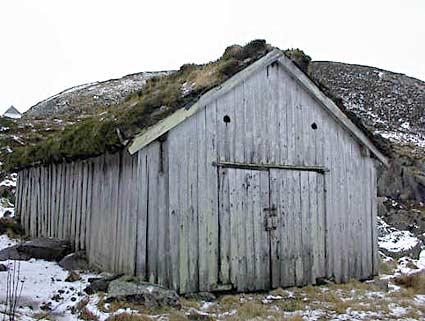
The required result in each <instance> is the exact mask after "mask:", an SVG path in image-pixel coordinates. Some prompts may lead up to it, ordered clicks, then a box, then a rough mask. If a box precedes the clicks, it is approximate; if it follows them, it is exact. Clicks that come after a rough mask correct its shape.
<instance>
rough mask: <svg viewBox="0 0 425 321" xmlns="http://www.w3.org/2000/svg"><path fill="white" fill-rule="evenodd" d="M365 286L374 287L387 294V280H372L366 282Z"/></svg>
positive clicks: (380, 279) (387, 280) (375, 279)
mask: <svg viewBox="0 0 425 321" xmlns="http://www.w3.org/2000/svg"><path fill="white" fill-rule="evenodd" d="M366 284H371V285H374V286H376V287H377V288H378V289H379V290H381V291H384V292H388V280H383V279H374V280H369V281H366Z"/></svg>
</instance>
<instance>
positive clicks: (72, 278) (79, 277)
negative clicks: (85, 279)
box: [65, 271, 81, 282]
mask: <svg viewBox="0 0 425 321" xmlns="http://www.w3.org/2000/svg"><path fill="white" fill-rule="evenodd" d="M79 280H81V276H80V274H78V273H77V272H75V271H71V272H69V274H68V276H67V277H66V279H65V282H75V281H79Z"/></svg>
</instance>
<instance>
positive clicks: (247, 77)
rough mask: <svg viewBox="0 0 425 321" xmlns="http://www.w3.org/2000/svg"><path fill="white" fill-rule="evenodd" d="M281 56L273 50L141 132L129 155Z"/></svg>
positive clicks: (220, 95) (279, 52)
mask: <svg viewBox="0 0 425 321" xmlns="http://www.w3.org/2000/svg"><path fill="white" fill-rule="evenodd" d="M282 54H283V53H282V52H281V51H280V50H273V51H272V52H270V53H268V54H267V55H266V56H265V57H263V58H262V59H260V60H257V61H256V62H255V63H253V64H251V65H250V66H248V67H247V68H245V69H244V70H242V71H241V72H239V73H237V74H236V75H235V76H233V77H232V78H231V79H229V80H228V81H226V82H225V83H224V84H222V85H220V86H218V87H215V88H213V89H211V90H210V91H208V92H207V93H205V94H204V95H202V97H201V98H200V99H199V100H198V101H197V102H196V103H195V104H193V105H192V106H191V107H190V108H189V109H179V110H177V112H175V113H174V114H172V115H171V116H169V117H167V118H165V119H164V120H163V121H160V122H158V123H157V124H155V125H153V126H152V127H150V128H148V129H146V130H144V131H142V132H141V133H140V134H139V135H138V136H137V137H136V138H135V139H134V142H133V144H132V145H130V147H129V152H130V153H131V154H134V153H135V152H137V151H138V150H140V149H141V148H143V147H144V146H147V145H148V144H149V143H151V142H153V141H154V140H155V139H157V138H158V137H160V136H162V135H163V134H164V133H166V132H168V131H170V130H171V129H172V128H174V127H176V126H177V125H179V124H180V123H181V122H183V121H184V120H185V119H187V118H189V117H190V116H192V115H194V114H195V113H196V112H197V111H198V110H199V109H201V108H203V107H204V106H206V105H208V104H210V103H212V102H214V101H215V100H216V99H217V98H219V97H221V96H223V95H225V94H226V93H228V92H229V91H231V90H232V89H233V88H234V87H235V86H238V85H239V84H240V82H241V81H244V80H245V79H247V78H249V77H250V76H251V75H252V74H254V73H255V72H256V71H257V70H259V69H261V68H263V67H265V66H267V65H269V64H270V63H272V62H273V61H276V59H277V58H279V57H281V56H282Z"/></svg>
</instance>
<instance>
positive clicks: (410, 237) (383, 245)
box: [377, 217, 421, 253]
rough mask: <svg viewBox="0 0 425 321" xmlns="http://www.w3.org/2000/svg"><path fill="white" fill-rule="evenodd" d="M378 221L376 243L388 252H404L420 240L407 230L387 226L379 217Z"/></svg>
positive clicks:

************

◆ YOUR INSTRUCTIONS
Type out all of the records exactly, leaving out any picture.

◆ EXERCISE OUTPUT
The required result in each <instance> is the exact mask after "mask:", an SVG path in image-pixel coordinates. Some prompts may lead up to it, ordered clicks, then a box, then a rough mask. If a box precedes the clicks, it is approximate; if it follows them, it is exact. Clicks that come after a rough mask correct its shape.
<instance>
rough mask: <svg viewBox="0 0 425 321" xmlns="http://www.w3.org/2000/svg"><path fill="white" fill-rule="evenodd" d="M365 286L374 287L387 294V280H372L366 282Z"/></svg>
positive clicks: (380, 279) (387, 280) (375, 279)
mask: <svg viewBox="0 0 425 321" xmlns="http://www.w3.org/2000/svg"><path fill="white" fill-rule="evenodd" d="M366 284H371V285H374V286H376V287H377V288H378V289H379V290H381V291H384V292H388V280H383V279H374V280H369V281H366Z"/></svg>
</instance>
<instance>
positive clicks: (72, 278) (79, 277)
negative clicks: (85, 279)
box: [65, 271, 81, 282]
mask: <svg viewBox="0 0 425 321" xmlns="http://www.w3.org/2000/svg"><path fill="white" fill-rule="evenodd" d="M79 280H81V276H80V274H78V273H77V272H75V271H71V272H69V274H68V276H67V277H66V279H65V282H75V281H79Z"/></svg>
</instance>
<instance>
positive clicks: (247, 77)
rough mask: <svg viewBox="0 0 425 321" xmlns="http://www.w3.org/2000/svg"><path fill="white" fill-rule="evenodd" d="M281 56L273 50L141 132L129 155Z"/></svg>
positive clicks: (220, 95) (279, 52)
mask: <svg viewBox="0 0 425 321" xmlns="http://www.w3.org/2000/svg"><path fill="white" fill-rule="evenodd" d="M282 54H283V53H282V52H281V51H280V50H273V51H272V52H270V53H268V54H267V55H266V56H265V57H263V58H262V59H260V60H257V61H256V62H255V63H253V64H251V65H250V66H248V67H247V68H245V69H244V70H242V71H241V72H239V73H237V74H236V75H235V76H233V77H232V78H231V79H229V80H228V81H226V82H225V83H224V84H222V85H220V86H218V87H215V88H213V89H211V90H210V91H208V92H207V93H205V94H204V95H202V97H201V98H200V99H199V100H198V101H197V102H196V103H195V104H193V105H192V106H191V107H190V108H189V109H179V110H177V112H175V113H174V114H172V115H171V116H169V117H167V118H165V119H164V120H163V121H160V122H158V123H157V124H155V125H153V126H152V127H150V128H148V129H146V130H144V131H142V132H141V133H140V134H139V135H138V136H137V137H136V138H135V139H134V142H133V144H132V145H130V147H129V152H130V153H131V154H134V153H135V152H137V151H138V150H140V149H141V148H143V147H144V146H147V145H148V144H149V143H151V142H153V141H154V140H155V139H157V138H158V137H160V136H162V135H163V134H164V133H166V132H168V131H170V130H171V129H172V128H174V127H176V126H177V125H179V124H180V123H181V122H183V121H184V120H185V119H187V118H189V117H190V116H192V115H194V114H195V113H196V112H197V111H198V110H199V109H201V108H203V107H204V106H206V105H208V104H210V103H212V102H214V101H215V100H216V99H217V98H219V97H221V96H223V95H225V94H226V93H228V92H229V91H231V90H232V89H233V88H234V87H235V86H238V85H239V84H240V82H241V81H244V80H245V79H247V78H249V77H250V76H251V75H252V74H254V73H255V72H256V71H257V70H259V69H261V68H263V67H265V66H267V65H269V64H270V63H272V62H273V61H276V59H277V58H279V57H281V56H282Z"/></svg>
</instance>
<instance>
positive clicks: (410, 237) (383, 245)
box: [377, 217, 421, 253]
rough mask: <svg viewBox="0 0 425 321" xmlns="http://www.w3.org/2000/svg"><path fill="white" fill-rule="evenodd" d="M378 221L376 243L388 252H404L420 240L407 230L387 226L379 217Z"/></svg>
positive clicks:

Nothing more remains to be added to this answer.